## TASK TO CARRY OUT
Copy the entries exactly, leaving out nothing.
(Beginning of SOURCE DATA)
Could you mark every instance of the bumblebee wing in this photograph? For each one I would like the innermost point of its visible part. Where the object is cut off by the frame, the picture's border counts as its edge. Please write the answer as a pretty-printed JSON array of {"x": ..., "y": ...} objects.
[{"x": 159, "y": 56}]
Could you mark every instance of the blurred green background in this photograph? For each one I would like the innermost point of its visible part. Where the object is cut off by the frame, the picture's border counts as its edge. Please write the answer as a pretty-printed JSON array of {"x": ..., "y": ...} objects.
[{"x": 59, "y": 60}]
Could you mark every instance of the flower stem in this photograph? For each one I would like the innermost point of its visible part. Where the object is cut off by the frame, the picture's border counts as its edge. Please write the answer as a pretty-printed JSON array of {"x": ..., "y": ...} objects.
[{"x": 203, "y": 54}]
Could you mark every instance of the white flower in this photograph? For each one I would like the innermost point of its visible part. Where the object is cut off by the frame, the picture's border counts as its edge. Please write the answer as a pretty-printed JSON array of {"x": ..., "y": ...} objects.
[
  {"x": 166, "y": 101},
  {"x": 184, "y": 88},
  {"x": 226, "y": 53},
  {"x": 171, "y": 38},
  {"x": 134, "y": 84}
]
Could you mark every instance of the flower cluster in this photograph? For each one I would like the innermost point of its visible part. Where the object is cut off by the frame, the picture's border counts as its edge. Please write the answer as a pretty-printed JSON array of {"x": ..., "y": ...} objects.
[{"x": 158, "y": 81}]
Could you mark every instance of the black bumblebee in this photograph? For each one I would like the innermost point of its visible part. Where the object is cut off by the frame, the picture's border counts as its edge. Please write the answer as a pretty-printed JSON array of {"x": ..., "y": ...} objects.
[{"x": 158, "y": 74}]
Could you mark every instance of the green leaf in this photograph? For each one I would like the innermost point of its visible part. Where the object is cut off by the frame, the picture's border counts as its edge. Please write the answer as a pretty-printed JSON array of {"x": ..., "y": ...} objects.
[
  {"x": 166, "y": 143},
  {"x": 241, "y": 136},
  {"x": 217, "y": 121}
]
(End of SOURCE DATA)
## YOUR RESPONSE
Could you mark every instance of the bumblebee wing in this photograph? For each one I would like the innermost point of its visible part. Where the object is cut off by the frame, the picture's border counts as its edge. Please write the answer as a pretty-printed JSON array of {"x": ..., "y": ...} objects.
[{"x": 159, "y": 56}]
Could you mark every instance of the blurred green background in this photograph? For each one I would like the innermost point of its visible part. Where the object is cut off by the frame, the picture's border counts as its edge. Please write the answer as a pretty-printed JSON array of {"x": ..., "y": ...} objects.
[{"x": 59, "y": 60}]
Could you mark every instance of the flower stem in this photograph? For each one I would like the innermost point of its visible part. Where the object is cut off by the frame, the picture's border counts as its edge. Please write the answer as a pretty-printed JSON array of {"x": ..., "y": ...} objects.
[{"x": 203, "y": 54}]
Could you mark every instance of the white flower in this photograph? For each one I would like the innermost point of its visible part. Where the object is cut off by the frame, the picture's border counts as its edge. Please write the answer as a pretty-printed JSON array of {"x": ..., "y": ...} objects.
[
  {"x": 166, "y": 101},
  {"x": 184, "y": 88},
  {"x": 226, "y": 53},
  {"x": 171, "y": 38},
  {"x": 134, "y": 84}
]
Could you mark every instance of the flower cluster in this photograph? For each one I would like the innermost point of its visible part. Where the object is cut off by the frame, the picture's border counts as its edge. Please write the answer as a pretty-printed JSON array of {"x": ..., "y": ...} objects.
[{"x": 158, "y": 81}]
Could you mark every instance of the black bumblebee in this photograph? For each one I would like the innermost point of its visible part. Where the object is cut off by the frame, the picture's border counts as its edge. Please write the answer as a pretty-printed JSON array of {"x": ..., "y": ...} objects.
[{"x": 158, "y": 74}]
Could you mark every instance of the green leaf in this photograph? For each one I would like the innermost point of its visible part. Where the object is cut off by the frame, the picture's border counts as its edge. Please write the answer as a pretty-printed JSON array of {"x": ..., "y": ...} objects.
[
  {"x": 166, "y": 143},
  {"x": 241, "y": 136},
  {"x": 217, "y": 121}
]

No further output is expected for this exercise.